### Raw records
------------------------------------
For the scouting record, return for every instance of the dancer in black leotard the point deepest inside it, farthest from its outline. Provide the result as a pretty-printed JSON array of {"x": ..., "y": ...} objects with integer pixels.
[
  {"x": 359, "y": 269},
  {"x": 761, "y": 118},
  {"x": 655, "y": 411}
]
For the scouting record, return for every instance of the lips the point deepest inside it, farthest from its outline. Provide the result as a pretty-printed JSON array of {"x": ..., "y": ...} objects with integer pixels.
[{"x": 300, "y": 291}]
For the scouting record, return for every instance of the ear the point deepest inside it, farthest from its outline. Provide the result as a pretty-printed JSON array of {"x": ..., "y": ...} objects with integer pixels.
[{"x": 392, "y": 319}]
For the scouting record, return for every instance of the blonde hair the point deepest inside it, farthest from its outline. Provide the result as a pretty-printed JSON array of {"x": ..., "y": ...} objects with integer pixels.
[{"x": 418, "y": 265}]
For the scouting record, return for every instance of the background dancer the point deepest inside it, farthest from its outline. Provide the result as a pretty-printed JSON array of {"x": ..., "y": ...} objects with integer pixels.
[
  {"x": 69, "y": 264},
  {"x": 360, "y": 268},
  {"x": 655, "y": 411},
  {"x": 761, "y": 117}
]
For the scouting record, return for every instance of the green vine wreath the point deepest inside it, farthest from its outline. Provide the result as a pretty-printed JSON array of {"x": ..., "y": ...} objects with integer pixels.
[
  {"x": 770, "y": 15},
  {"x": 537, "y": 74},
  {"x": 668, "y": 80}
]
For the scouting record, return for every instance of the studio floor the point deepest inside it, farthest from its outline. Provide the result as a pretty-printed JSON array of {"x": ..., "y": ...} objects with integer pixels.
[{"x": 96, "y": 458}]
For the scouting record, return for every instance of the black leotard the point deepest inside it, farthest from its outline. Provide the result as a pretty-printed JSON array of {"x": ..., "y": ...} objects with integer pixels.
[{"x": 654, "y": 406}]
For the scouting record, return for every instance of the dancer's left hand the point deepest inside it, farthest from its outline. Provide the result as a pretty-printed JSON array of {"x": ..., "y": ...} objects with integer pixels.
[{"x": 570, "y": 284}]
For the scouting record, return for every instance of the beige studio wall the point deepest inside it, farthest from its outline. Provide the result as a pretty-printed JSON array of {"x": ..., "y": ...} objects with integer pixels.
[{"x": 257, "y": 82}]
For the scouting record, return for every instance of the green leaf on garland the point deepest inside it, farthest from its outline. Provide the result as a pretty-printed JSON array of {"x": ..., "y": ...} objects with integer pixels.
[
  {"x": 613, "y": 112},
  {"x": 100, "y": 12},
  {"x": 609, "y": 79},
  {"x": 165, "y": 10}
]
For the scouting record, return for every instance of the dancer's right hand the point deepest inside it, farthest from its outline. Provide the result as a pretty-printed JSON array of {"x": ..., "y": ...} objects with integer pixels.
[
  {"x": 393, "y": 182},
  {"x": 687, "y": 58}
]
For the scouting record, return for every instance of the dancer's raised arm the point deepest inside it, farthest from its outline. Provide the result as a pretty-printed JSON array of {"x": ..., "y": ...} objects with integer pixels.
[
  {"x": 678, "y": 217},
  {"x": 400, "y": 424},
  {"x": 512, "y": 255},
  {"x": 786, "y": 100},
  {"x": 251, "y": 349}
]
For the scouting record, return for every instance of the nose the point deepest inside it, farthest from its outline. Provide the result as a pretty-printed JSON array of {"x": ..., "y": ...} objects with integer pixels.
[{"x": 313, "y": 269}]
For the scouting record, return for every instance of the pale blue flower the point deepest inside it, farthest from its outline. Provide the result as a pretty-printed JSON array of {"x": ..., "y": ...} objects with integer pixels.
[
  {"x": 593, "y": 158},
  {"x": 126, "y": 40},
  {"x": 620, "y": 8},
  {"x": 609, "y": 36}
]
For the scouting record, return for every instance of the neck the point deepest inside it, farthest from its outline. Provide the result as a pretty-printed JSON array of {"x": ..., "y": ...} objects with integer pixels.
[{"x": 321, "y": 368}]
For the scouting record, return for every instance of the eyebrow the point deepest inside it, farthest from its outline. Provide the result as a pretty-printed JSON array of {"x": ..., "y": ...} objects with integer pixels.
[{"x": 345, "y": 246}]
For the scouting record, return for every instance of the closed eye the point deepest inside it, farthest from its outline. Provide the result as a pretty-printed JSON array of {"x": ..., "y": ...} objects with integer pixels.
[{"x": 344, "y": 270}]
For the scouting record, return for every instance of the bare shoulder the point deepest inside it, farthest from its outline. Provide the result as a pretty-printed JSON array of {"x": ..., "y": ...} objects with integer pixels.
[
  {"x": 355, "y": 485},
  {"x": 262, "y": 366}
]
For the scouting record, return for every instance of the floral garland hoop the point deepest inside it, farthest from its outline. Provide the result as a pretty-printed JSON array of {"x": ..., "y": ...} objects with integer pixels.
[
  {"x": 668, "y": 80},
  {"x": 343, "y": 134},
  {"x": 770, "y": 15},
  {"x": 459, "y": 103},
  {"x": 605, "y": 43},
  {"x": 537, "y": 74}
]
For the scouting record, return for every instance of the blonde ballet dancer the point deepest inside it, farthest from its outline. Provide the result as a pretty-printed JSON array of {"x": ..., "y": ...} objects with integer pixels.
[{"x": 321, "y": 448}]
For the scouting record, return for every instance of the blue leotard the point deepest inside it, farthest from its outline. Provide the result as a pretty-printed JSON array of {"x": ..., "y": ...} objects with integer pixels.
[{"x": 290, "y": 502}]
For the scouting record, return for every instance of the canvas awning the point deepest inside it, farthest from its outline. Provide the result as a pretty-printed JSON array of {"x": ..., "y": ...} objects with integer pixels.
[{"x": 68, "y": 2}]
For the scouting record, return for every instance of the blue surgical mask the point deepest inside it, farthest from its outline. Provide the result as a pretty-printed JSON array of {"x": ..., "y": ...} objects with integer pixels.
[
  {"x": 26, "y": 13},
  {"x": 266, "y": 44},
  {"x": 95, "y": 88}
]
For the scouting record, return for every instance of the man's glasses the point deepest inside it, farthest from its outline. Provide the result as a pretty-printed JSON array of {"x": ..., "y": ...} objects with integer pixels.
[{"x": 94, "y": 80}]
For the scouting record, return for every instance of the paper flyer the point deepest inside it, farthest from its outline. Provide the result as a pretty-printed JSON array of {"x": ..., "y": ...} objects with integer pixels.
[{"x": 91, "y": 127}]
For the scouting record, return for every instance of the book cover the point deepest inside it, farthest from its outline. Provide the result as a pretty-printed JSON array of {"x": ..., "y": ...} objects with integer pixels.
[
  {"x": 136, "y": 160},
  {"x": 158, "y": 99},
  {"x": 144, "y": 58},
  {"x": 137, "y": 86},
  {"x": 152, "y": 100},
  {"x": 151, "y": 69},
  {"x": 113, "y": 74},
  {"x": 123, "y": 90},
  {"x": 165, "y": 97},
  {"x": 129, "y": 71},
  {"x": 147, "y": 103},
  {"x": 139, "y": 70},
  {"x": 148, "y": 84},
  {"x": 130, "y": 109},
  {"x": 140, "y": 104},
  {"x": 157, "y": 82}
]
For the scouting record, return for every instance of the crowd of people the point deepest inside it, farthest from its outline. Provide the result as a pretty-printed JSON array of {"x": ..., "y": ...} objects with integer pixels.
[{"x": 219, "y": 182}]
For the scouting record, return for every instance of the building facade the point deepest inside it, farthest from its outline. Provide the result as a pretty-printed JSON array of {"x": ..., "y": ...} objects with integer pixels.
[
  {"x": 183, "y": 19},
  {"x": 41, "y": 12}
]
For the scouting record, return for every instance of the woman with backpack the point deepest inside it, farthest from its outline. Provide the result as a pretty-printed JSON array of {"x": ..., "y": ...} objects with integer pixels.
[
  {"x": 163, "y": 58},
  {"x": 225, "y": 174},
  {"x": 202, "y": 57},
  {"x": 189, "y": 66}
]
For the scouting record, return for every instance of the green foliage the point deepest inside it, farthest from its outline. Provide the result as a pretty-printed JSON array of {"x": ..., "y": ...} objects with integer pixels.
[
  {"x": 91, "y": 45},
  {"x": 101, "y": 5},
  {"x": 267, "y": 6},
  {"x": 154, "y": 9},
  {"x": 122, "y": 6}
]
------------------------------------
### Directive
Give again, word for word, every line from the one holding "For the scouting record, return for every instance of the paper" to the end of the data.

### Correct output
For the scouting record, return for every instance of the paper flyer the point deepest inside it, farthest from its outline. Provide the result as a pretty-printed JSON array of {"x": ..., "y": ...} objects with integer pixels.
[{"x": 91, "y": 127}]
For the scouting record, return for every instance of the book cover the point deepest inside it, farthest from its outline. Provide the result as a pretty-printed JSON array of {"x": ..., "y": ...} objects with integer pixels.
[
  {"x": 136, "y": 160},
  {"x": 158, "y": 99},
  {"x": 144, "y": 58},
  {"x": 137, "y": 86},
  {"x": 152, "y": 100},
  {"x": 151, "y": 69},
  {"x": 113, "y": 74},
  {"x": 123, "y": 90},
  {"x": 165, "y": 97},
  {"x": 129, "y": 71},
  {"x": 147, "y": 103},
  {"x": 139, "y": 70},
  {"x": 148, "y": 84},
  {"x": 130, "y": 109},
  {"x": 140, "y": 104},
  {"x": 157, "y": 82}
]
For the scouting record, return for every instance of the crowd of people the point deepest inside it, farthest from its outline. Provide the result as a pretty-printed JSON array of {"x": ..., "y": ...} objects with integer pixels.
[{"x": 219, "y": 182}]
For the scouting record, return for every instance of the building facade the point deepest inside it, farthest from its outline. Provide the result as a pretty-printed JSON array of {"x": ..., "y": ...} objects with integer pixels.
[
  {"x": 183, "y": 19},
  {"x": 41, "y": 12}
]
For the scouting record, return for every instance of the woman with backpack the point deepest inside it, farthest from its outline. Provide the result as a pretty-printed JSON array of {"x": ..., "y": ...} objects with integer pixels.
[
  {"x": 163, "y": 58},
  {"x": 225, "y": 174},
  {"x": 202, "y": 57},
  {"x": 189, "y": 66}
]
For the scouting record, return for every instance of the green foliage the point deepest inside it, farthest from its outline. Provide the result as a pretty-printed JSON array of {"x": ..., "y": ...} objects with integer pixels.
[
  {"x": 91, "y": 45},
  {"x": 101, "y": 5},
  {"x": 267, "y": 6},
  {"x": 154, "y": 9},
  {"x": 122, "y": 6}
]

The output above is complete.